■ **Условие задания**: Выпишите из приведенных ниже строк все те, в которых встречается слово «wheel».
+++ Исходные строки +++
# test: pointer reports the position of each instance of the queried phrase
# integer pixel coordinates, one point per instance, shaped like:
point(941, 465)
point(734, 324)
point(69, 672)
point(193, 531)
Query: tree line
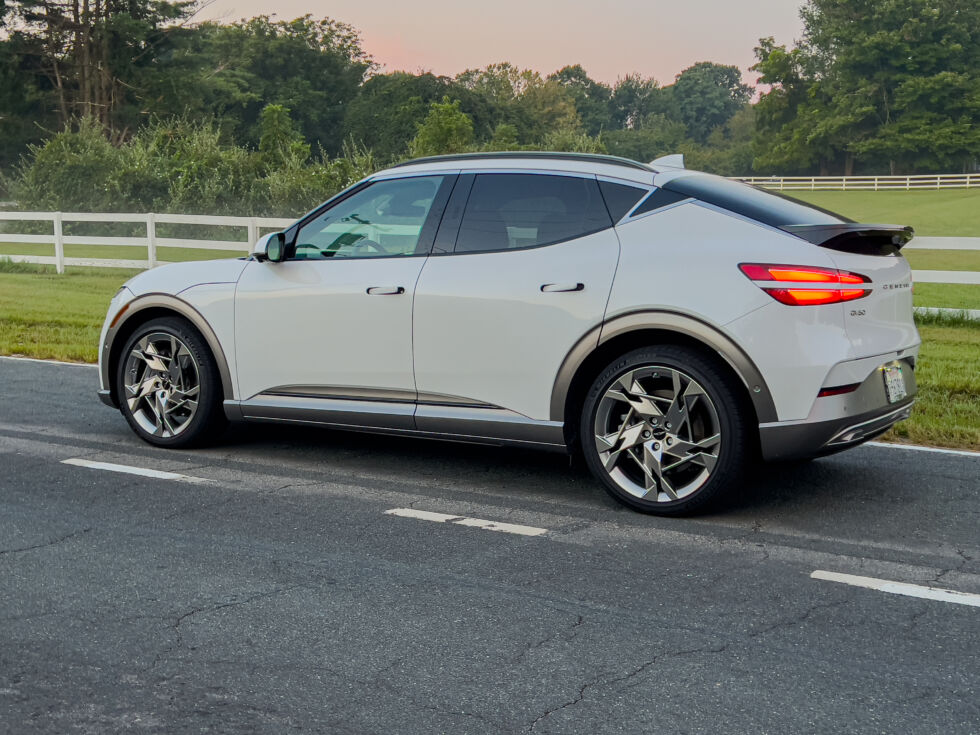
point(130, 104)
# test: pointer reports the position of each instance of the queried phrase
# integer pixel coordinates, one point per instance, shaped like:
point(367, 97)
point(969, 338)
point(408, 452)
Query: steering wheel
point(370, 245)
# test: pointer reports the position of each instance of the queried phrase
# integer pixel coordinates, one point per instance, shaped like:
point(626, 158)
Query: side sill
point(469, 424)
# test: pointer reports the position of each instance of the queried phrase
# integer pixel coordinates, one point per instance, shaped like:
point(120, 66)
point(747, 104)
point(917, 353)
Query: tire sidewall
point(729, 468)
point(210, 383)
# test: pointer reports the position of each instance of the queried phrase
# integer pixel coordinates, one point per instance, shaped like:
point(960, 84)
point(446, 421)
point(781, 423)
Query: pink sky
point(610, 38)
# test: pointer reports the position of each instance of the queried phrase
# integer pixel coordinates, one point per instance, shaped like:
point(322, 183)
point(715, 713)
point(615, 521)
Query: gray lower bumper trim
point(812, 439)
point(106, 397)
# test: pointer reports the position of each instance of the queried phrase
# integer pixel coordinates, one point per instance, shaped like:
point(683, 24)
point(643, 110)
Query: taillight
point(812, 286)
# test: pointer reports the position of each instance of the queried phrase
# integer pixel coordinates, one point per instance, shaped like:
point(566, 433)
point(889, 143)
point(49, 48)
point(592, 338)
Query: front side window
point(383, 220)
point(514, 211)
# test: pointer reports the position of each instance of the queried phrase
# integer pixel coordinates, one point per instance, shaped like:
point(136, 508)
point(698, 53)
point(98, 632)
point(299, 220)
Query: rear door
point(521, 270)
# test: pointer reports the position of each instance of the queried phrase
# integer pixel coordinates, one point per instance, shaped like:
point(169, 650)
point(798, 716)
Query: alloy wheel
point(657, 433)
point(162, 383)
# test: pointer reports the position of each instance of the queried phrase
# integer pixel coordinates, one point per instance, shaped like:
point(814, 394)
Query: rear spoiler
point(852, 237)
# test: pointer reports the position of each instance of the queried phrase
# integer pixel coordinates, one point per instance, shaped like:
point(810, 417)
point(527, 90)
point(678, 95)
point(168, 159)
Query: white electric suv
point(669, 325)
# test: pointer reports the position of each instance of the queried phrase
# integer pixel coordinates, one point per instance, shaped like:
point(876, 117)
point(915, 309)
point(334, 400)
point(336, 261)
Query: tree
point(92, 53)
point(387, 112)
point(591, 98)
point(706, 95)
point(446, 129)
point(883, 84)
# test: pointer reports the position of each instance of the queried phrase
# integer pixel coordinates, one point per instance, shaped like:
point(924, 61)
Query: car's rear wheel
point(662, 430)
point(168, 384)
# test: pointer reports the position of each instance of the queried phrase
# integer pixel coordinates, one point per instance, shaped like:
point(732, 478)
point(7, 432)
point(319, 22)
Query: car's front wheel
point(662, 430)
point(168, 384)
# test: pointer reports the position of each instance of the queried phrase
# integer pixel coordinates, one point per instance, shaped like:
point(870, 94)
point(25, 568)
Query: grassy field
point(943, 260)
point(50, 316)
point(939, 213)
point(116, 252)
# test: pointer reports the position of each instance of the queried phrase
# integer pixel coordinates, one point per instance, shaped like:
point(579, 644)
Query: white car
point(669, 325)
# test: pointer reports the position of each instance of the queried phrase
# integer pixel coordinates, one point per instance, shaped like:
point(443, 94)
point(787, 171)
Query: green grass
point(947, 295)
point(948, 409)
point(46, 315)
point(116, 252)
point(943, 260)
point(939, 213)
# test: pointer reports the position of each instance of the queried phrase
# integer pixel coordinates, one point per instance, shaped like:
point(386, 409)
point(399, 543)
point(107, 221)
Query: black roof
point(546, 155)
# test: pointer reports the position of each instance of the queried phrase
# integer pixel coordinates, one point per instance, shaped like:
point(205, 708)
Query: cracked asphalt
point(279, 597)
+++
■ **Ответ**:
Query: steering wheel
Query: alloy wheel
Query: car's rear wheel
Query: car's front wheel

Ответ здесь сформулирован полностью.